__Task goal__: Collect every line of the data that contains the string "dress".

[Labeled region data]

★ ★ ★ ★ ★

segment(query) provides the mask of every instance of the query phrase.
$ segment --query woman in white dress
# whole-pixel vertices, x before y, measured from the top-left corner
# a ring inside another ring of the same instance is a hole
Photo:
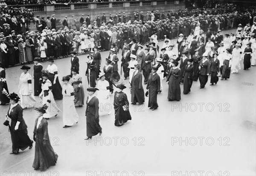
[[[129,71],[129,82],[131,83],[131,82],[132,75],[133,72],[134,71],[135,65],[138,63],[138,62],[136,60],[137,57],[134,54],[131,54],[130,55],[130,58],[131,58],[131,60],[129,62],[128,68],[130,68],[130,71]]]
[[[100,73],[99,80],[97,84],[97,97],[99,99],[99,114],[100,116],[105,115],[105,112],[108,112],[108,115],[111,114],[112,105],[110,102],[109,96],[109,83],[105,80],[105,74],[103,72]]]
[[[79,120],[74,103],[74,88],[68,82],[70,79],[69,76],[64,77],[62,79],[62,81],[64,82],[62,87],[63,128],[70,127],[75,123],[77,123]]]
[[[20,105],[23,109],[33,108],[36,101],[32,92],[31,75],[28,72],[30,67],[24,65],[20,69],[24,71],[20,74],[19,83],[19,93],[21,96]]]
[[[236,48],[232,51],[231,73],[238,73],[238,71],[241,69],[240,62],[243,57],[242,50],[239,48],[241,45],[236,43],[235,46]]]
[[[53,98],[52,92],[52,82],[48,79],[49,73],[47,70],[42,71],[42,91],[39,94],[39,97],[42,99],[42,105],[46,105],[48,107],[45,110],[46,113],[44,114],[44,117],[46,119],[56,116],[59,111],[61,112]]]

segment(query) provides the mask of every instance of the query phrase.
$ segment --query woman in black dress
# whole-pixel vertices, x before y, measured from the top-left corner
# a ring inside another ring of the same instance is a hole
[[[97,46],[95,46],[93,48],[94,52],[93,54],[93,61],[96,63],[96,72],[97,73],[97,78],[99,78],[99,74],[100,66],[101,66],[101,56],[100,53],[99,52],[99,48]]]
[[[122,91],[126,88],[122,84],[116,86],[117,90],[115,92],[114,108],[115,109],[115,126],[122,126],[128,120],[131,120],[129,111],[129,102],[126,94]]]
[[[86,100],[86,135],[87,138],[84,140],[92,139],[93,136],[99,135],[102,133],[102,128],[99,124],[99,99],[94,93],[96,91],[99,91],[97,88],[89,87],[87,88],[88,96]]]
[[[211,71],[211,84],[210,85],[213,85],[214,83],[217,84],[218,81],[218,73],[220,72],[220,61],[217,58],[218,54],[215,53],[213,54],[213,58],[210,61],[210,71]]]
[[[48,133],[48,122],[43,117],[46,112],[44,107],[35,109],[36,111],[37,118],[34,129],[33,139],[35,146],[32,167],[35,170],[40,169],[44,171],[51,166],[55,165],[58,156],[51,145]]]
[[[4,105],[10,102],[10,99],[5,94],[2,92],[3,91],[9,94],[6,80],[6,79],[5,69],[3,63],[0,62],[0,105]],[[4,91],[4,90],[5,91]]]
[[[168,89],[168,101],[180,101],[180,70],[177,67],[179,63],[176,60],[172,62],[172,66],[169,72],[166,83],[169,85]]]
[[[12,151],[10,154],[17,154],[20,149],[24,150],[29,147],[32,148],[33,141],[28,136],[27,125],[23,119],[23,109],[18,103],[20,97],[15,93],[10,95],[6,94],[10,98],[11,105],[8,110],[6,119],[12,119],[9,127],[12,143]]]
[[[250,59],[253,54],[253,50],[251,48],[250,43],[248,43],[247,48],[244,49],[244,70],[247,70],[250,68]]]
[[[43,66],[38,63],[40,59],[38,57],[35,57],[34,59],[34,95],[37,96],[42,91],[41,88],[41,82],[42,81],[42,70]]]
[[[200,88],[204,88],[208,81],[208,76],[210,73],[210,64],[207,59],[207,54],[204,54],[199,63],[199,81]]]
[[[192,60],[193,60],[193,66],[194,66],[194,71],[195,72],[195,76],[193,78],[193,80],[197,81],[198,79],[199,74],[199,62],[201,57],[198,55],[198,51],[195,51],[195,54],[192,56]]]
[[[188,64],[185,68],[183,74],[184,78],[184,85],[183,88],[183,94],[188,94],[190,91],[190,88],[193,83],[193,79],[195,76],[195,69],[194,66],[191,64],[192,59],[188,60]]]

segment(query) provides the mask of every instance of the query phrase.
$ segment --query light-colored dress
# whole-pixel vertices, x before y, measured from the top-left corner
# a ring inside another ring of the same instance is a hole
[[[109,83],[106,80],[99,80],[97,88],[99,91],[97,91],[96,94],[99,99],[99,116],[104,116],[108,113],[110,113],[112,108],[109,97]]]
[[[232,51],[232,63],[231,64],[231,73],[238,73],[239,70],[241,69],[240,61],[242,60],[243,54],[241,48],[235,48]]]
[[[33,108],[36,103],[35,99],[32,91],[31,75],[27,72],[20,74],[19,83],[19,94],[20,94],[20,106],[23,108]]]
[[[77,123],[79,116],[76,110],[74,103],[74,88],[70,84],[64,85],[62,87],[63,95],[63,125],[72,126]]]

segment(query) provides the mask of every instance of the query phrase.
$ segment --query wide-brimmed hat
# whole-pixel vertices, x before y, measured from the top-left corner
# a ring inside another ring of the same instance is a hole
[[[22,65],[20,69],[21,70],[29,70],[30,69],[30,67],[24,65]]]
[[[65,77],[62,77],[62,81],[69,81],[69,80],[70,79],[70,77],[69,75],[66,76]]]
[[[116,87],[117,88],[119,88],[120,89],[122,89],[122,90],[124,89],[125,88],[126,88],[126,87],[125,85],[124,85],[123,84],[119,84],[118,85],[116,85]]]
[[[14,100],[15,100],[16,102],[20,101],[19,99],[20,99],[19,96],[18,96],[18,95],[15,93],[14,92],[10,94],[10,95],[9,96],[9,98],[10,98],[11,99],[13,99]]]
[[[93,88],[92,87],[89,87],[89,88],[87,88],[86,90],[87,90],[87,91],[90,91],[93,92],[95,92],[96,91],[99,91],[99,89],[97,88]]]

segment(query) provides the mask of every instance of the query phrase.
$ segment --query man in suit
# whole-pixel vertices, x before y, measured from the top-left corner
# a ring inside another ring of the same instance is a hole
[[[105,12],[103,12],[103,15],[102,15],[102,22],[103,21],[106,22],[107,21],[107,20],[106,20],[106,15],[105,14]]]
[[[158,68],[153,67],[148,79],[146,89],[148,91],[148,105],[149,109],[154,111],[158,108],[157,93],[160,92],[160,80],[159,75],[156,73]]]
[[[80,18],[79,21],[79,22],[80,22],[80,23],[81,23],[81,24],[84,24],[84,14],[82,14],[82,16]],[[88,15],[89,15],[89,14]],[[88,25],[87,25],[88,26]]]
[[[70,60],[70,61],[71,62],[71,69],[73,68],[75,68],[76,70],[79,71],[79,59],[76,56],[76,52],[71,51],[70,53],[72,56],[71,60]],[[78,71],[77,72],[77,74],[79,74]],[[70,75],[72,75],[72,71],[70,74]]]
[[[68,23],[67,22],[67,16],[65,16],[65,19],[63,20],[62,24],[63,25],[64,27],[65,27],[65,26],[68,27]]]
[[[90,24],[90,14],[88,14],[87,15],[87,17],[86,17],[86,18],[85,18],[85,22],[86,22],[86,25],[87,25],[87,26]]]
[[[151,72],[151,62],[153,61],[153,58],[149,54],[149,48],[146,48],[145,52],[142,57],[141,62],[141,69],[144,77],[144,84],[148,83],[148,76]]]
[[[119,52],[119,49],[122,49],[123,48],[123,40],[124,38],[124,33],[122,28],[118,29],[117,35],[116,36],[116,46],[117,46],[117,53]]]
[[[52,28],[56,29],[56,18],[55,18],[55,15],[53,14],[52,16],[52,17],[51,18],[51,25],[52,26]]]
[[[121,62],[122,62],[121,65],[123,68],[123,71],[124,71],[125,79],[126,79],[129,76],[129,70],[128,68],[128,66],[129,65],[129,62],[131,60],[130,56],[131,55],[131,52],[129,50],[129,47],[126,46],[124,48],[125,52],[122,54]],[[131,79],[131,78],[130,78]]]

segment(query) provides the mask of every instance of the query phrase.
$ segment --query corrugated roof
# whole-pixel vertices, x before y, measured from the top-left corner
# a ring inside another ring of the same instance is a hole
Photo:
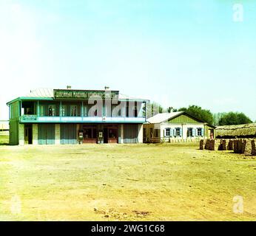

★ ★ ★ ★ ★

__Result below__:
$ segment --query woman in white dress
$ segment --query woman in black dress
$ segment --query light-colored dress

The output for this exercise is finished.